DIRECTIONS:
• 1. Print the passage of the post about mothers and Google between "I guess most" and "in simpler times.", inclusive.
• 2. According to the post about mothers and Google, what song was playing while the post was written?
• 3. List each distinct word in the post about mothers and Google, including its title, that contains an apostrophe.

PAGE EXCERPT:
---------------

Why Mum’s Shouldn’t Be Allowed Near Google

Written while listening to the song “Bring Me The Disco King”.  Listen to it here.

I guess most Mum’s make do with finding old photos in the garage.  While they’re out in the dust and the cobwebs searching for an old hat stand to pass on to a neighbour they come across an old book that has somehow slipped their memory.  They slowly open to the middle of the book and out drops photos that are so old they’re faded with the passing of time.  They tremble with excitement as their memory is kicked in to gear and proceed to lose the next few hours in internal revelry and reminiscing and any other word that begins with “r”.  And the only thing that can excite a Mother more than finding photos of their past is finding photos of their dear old children in simpler times.

---------------

DATA RECORDS:
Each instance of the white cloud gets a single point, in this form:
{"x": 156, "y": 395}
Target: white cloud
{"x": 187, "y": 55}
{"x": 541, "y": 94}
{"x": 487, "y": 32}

---------------

SOLUTION SET:
• 1.
I guess most Mum’s make do with finding old photos in the garage.  While they’re out in the dust and the cobwebs searching for an old hat stand to pass on to a neighbour they come across an old book that has somehow slipped their memory.  They slowly open to the middle of the book and out drops photos that are so old they’re faded with the passing of time.  They tremble with excitement as their memory is kicked in to gear and proceed to lose the next few hours in internal revelry and reminiscing and any other word that begins with “r”.  And the only thing that can excite a Mother more than finding photos of their past is finding photos of their dear old children in simpler times.

• 2. "Bring Me The Disco King"

• 3.
Mum’s
Shouldn’t
they’re